## Excerpted passage
####################

Linn Barnes and Allison Hampton: Early recordings, 1987-1998

Linn Barnes and Allison Hampton’s The Gael
Linn Barnes, Allison Hampton, Wendy Morrison, and Myron Bretholz’s The Celtic Consort
Linn Barnes and Allison Hampton’s The Dark Island
Linn Barnes and Allison Hampton’s The Spiral Castle
Linn Barnes and Allison Hampton’s The Sylvan Court
Linn Barnes and Allison Hampton’s Moonlight
Linn Barnes and Allison Hampton’s Yule
Linn Barnes and Allison Hampton’s Ireland
Linn Barnes and Allison Hampton’s Wassail

cover art for The GaelIt is easy to watch the evolution of a duo if you listen to these nine recorded offerings by the instrumental pair Linn Barnes and Allison Hampton. Beginning as a pair of lutenists specializing in Renaissance court music, Barnes and Hampton’s interests have expanded instrumentally and musically over the years. In the meantime, their musicianship and cohesiveness as a duo has blossomed into something well worth the time for listening.

####################

Object pointing dataset rows:
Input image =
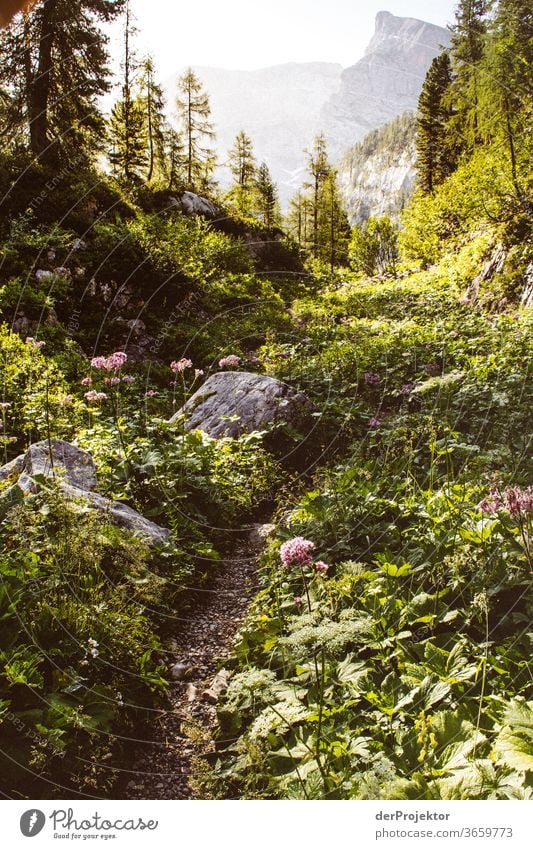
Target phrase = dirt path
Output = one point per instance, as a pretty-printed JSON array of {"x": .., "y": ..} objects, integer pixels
[{"x": 162, "y": 765}]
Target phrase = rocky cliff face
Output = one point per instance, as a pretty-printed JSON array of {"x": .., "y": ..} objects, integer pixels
[
  {"x": 282, "y": 108},
  {"x": 385, "y": 83},
  {"x": 377, "y": 176}
]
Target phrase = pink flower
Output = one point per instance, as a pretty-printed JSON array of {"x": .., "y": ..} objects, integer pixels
[
  {"x": 372, "y": 379},
  {"x": 296, "y": 552},
  {"x": 95, "y": 396},
  {"x": 112, "y": 363},
  {"x": 180, "y": 366},
  {"x": 232, "y": 361},
  {"x": 34, "y": 344}
]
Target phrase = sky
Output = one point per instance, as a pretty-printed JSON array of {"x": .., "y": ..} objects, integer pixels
[{"x": 247, "y": 34}]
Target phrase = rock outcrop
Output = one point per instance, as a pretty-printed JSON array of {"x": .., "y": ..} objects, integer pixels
[
  {"x": 386, "y": 82},
  {"x": 75, "y": 471},
  {"x": 232, "y": 403},
  {"x": 377, "y": 176}
]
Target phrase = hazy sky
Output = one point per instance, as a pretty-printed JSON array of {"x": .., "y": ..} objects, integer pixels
[{"x": 248, "y": 34}]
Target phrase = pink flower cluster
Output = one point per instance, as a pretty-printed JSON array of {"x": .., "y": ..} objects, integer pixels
[
  {"x": 179, "y": 366},
  {"x": 112, "y": 363},
  {"x": 372, "y": 379},
  {"x": 34, "y": 344},
  {"x": 232, "y": 361},
  {"x": 297, "y": 552},
  {"x": 514, "y": 500}
]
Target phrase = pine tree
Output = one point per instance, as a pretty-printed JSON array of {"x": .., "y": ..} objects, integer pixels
[
  {"x": 154, "y": 111},
  {"x": 318, "y": 168},
  {"x": 127, "y": 127},
  {"x": 467, "y": 51},
  {"x": 334, "y": 227},
  {"x": 194, "y": 112},
  {"x": 53, "y": 69},
  {"x": 267, "y": 202},
  {"x": 243, "y": 167},
  {"x": 435, "y": 157}
]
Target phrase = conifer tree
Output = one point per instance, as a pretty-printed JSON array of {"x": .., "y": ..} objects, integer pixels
[
  {"x": 194, "y": 112},
  {"x": 267, "y": 203},
  {"x": 154, "y": 111},
  {"x": 334, "y": 227},
  {"x": 53, "y": 68},
  {"x": 467, "y": 51},
  {"x": 127, "y": 127},
  {"x": 243, "y": 167},
  {"x": 318, "y": 168},
  {"x": 435, "y": 157}
]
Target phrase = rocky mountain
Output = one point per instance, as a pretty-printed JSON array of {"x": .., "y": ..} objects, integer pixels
[
  {"x": 377, "y": 176},
  {"x": 385, "y": 83},
  {"x": 282, "y": 108}
]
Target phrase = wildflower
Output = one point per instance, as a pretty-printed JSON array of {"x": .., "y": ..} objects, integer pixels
[
  {"x": 372, "y": 379},
  {"x": 99, "y": 362},
  {"x": 296, "y": 552},
  {"x": 232, "y": 361},
  {"x": 180, "y": 366},
  {"x": 95, "y": 396},
  {"x": 33, "y": 343}
]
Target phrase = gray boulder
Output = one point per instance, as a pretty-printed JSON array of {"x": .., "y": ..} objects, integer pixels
[
  {"x": 76, "y": 474},
  {"x": 232, "y": 403},
  {"x": 72, "y": 465},
  {"x": 192, "y": 204}
]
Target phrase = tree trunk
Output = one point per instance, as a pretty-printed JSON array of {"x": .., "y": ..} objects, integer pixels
[{"x": 39, "y": 94}]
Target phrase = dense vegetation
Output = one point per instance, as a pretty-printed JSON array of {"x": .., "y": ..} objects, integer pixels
[{"x": 387, "y": 653}]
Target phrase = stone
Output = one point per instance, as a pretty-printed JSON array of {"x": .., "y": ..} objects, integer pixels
[
  {"x": 218, "y": 685},
  {"x": 76, "y": 474},
  {"x": 233, "y": 403},
  {"x": 179, "y": 671},
  {"x": 192, "y": 204},
  {"x": 76, "y": 467},
  {"x": 12, "y": 469}
]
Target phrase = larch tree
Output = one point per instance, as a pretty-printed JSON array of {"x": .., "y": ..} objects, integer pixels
[
  {"x": 53, "y": 69},
  {"x": 318, "y": 168},
  {"x": 435, "y": 157},
  {"x": 467, "y": 51},
  {"x": 194, "y": 112},
  {"x": 267, "y": 207},
  {"x": 127, "y": 127},
  {"x": 153, "y": 103},
  {"x": 243, "y": 167}
]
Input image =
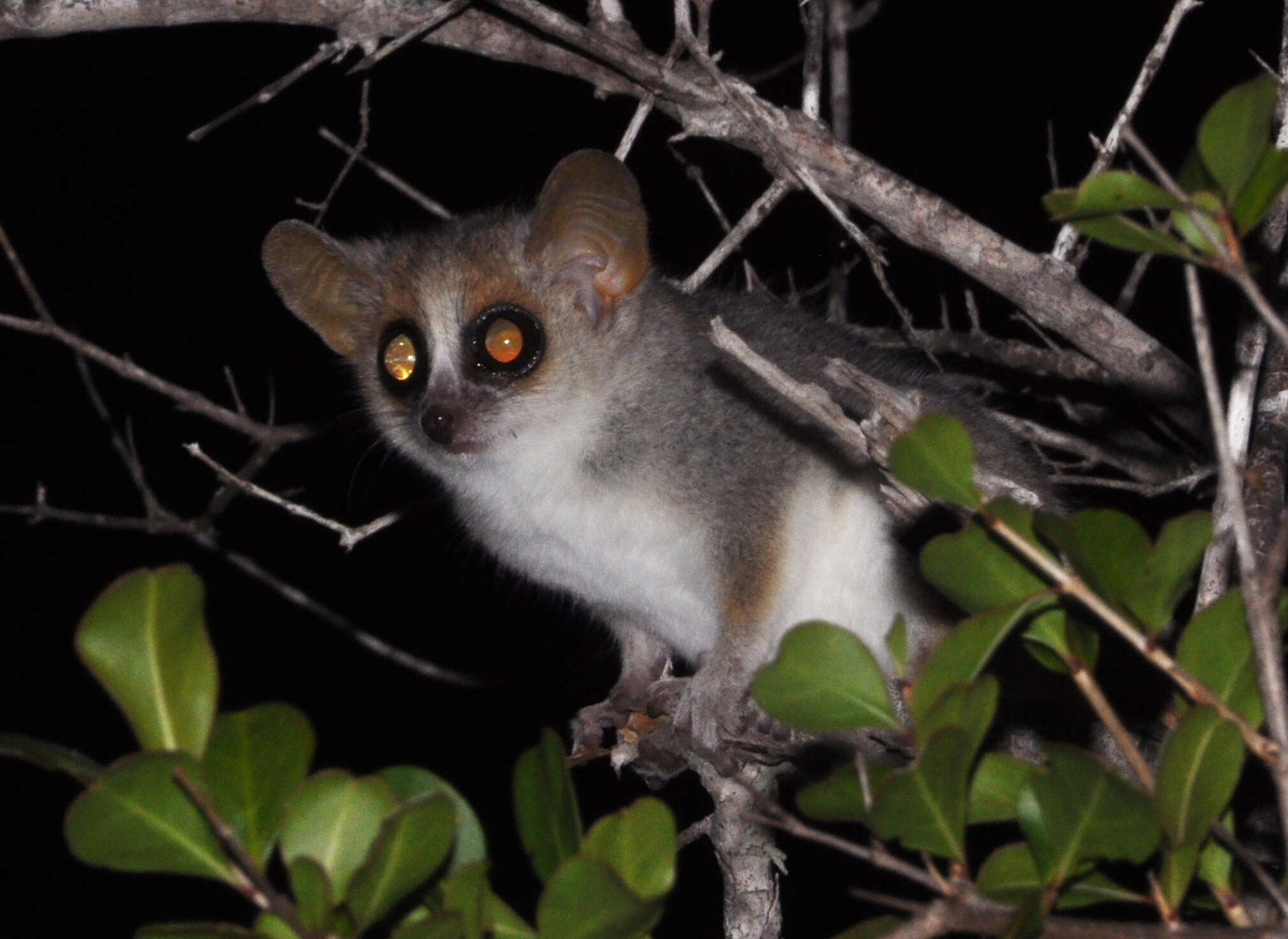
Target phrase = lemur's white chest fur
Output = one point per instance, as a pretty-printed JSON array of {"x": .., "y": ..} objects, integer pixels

####################

## Exercises to complete
(A) Reproduce the passage from the review of Linn Barnes and Allison Hampton's early recordings between "Linn Barnes and Allison Hampton’s The Gael" and "time for listening.", inclusive.
(B) Using the review of Linn Barnes and Allison Hampton's early recordings, decide whether each statement agrees with it, answering yes or no and quoting the words that settle it: (i) Barnes and Hampton started out as lutenists focused on Renaissance court music. (ii) The review discusses twelve recorded offerings by the pair. (iii) The Celtic Consort is credited to Barnes and Hampton alone.
(C) What span of years does the header of the review of Linn Barnes and Allison Hampton's early recordings give?

## Answers per task
(A)
Linn Barnes and Allison Hampton’s The Gael
Linn Barnes, Allison Hampton, Wendy Morrison, and Myron Bretholz’s The Celtic Consort
Linn Barnes and Allison Hampton’s The Dark Island
Linn Barnes and Allison Hampton’s The Spiral Castle
Linn Barnes and Allison Hampton’s The Sylvan Court
Linn Barnes and Allison Hampton’s Moonlight
Linn Barnes and Allison Hampton’s Yule
Linn Barnes and Allison Hampton’s Ireland
Linn Barnes and Allison Hampton’s Wassail

cover art for The GaelIt is easy to watch the evolution of a duo if you listen to these nine recorded offerings by the instrumental pair Linn Barnes and Allison Hampton. Beginning as a pair of lutenists specializing in Renaissance court music, Barnes and Hampton’s interests have expanded instrumentally and musically over the years. In the meantime, their musicianship and cohesiveness as a duo has blossomed into something well worth the time for listening.

(B)
(i) Yes: "Beginning as a pair of lutenists specializing in Renaissance court music"
(ii) No: "these nine recorded offerings"
(iii) No: "Linn Barnes, Allison Hampton, Wendy Morrison, and Myron Bretholz’s The Celtic Consort"

(C) 1987-1998